------ The input ------

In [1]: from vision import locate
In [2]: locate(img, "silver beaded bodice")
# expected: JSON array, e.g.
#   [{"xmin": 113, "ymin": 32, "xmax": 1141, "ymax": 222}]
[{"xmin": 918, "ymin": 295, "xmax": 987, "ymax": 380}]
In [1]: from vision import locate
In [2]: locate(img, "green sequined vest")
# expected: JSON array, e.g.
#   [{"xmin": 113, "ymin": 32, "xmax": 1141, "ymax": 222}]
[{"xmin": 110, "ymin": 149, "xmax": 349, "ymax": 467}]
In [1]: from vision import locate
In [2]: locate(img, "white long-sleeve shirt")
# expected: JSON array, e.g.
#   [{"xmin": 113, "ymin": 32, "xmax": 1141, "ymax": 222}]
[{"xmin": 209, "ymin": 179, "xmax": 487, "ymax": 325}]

------

» **Do this**:
Could you repeat all of the records above line for line, changing nothing?

» **Written answer**:
In [1]: from vision import locate
In [2]: locate(img, "silver beaded bodice")
# expected: JSON array, e.g.
#   [{"xmin": 113, "ymin": 32, "xmax": 1141, "ymax": 222}]
[{"xmin": 918, "ymin": 295, "xmax": 987, "ymax": 380}]
In [1]: from vision import locate
In [2]: locate(img, "green sequined vest")
# expected: JSON array, e.g.
#   [{"xmin": 113, "ymin": 32, "xmax": 1141, "ymax": 222}]
[{"xmin": 110, "ymin": 149, "xmax": 349, "ymax": 467}]
In [1]: from vision import locate
In [2]: locate(img, "white long-sleeve shirt")
# expected: JSON array, e.g.
#   [{"xmin": 113, "ymin": 32, "xmax": 1141, "ymax": 222}]
[{"xmin": 209, "ymin": 179, "xmax": 487, "ymax": 325}]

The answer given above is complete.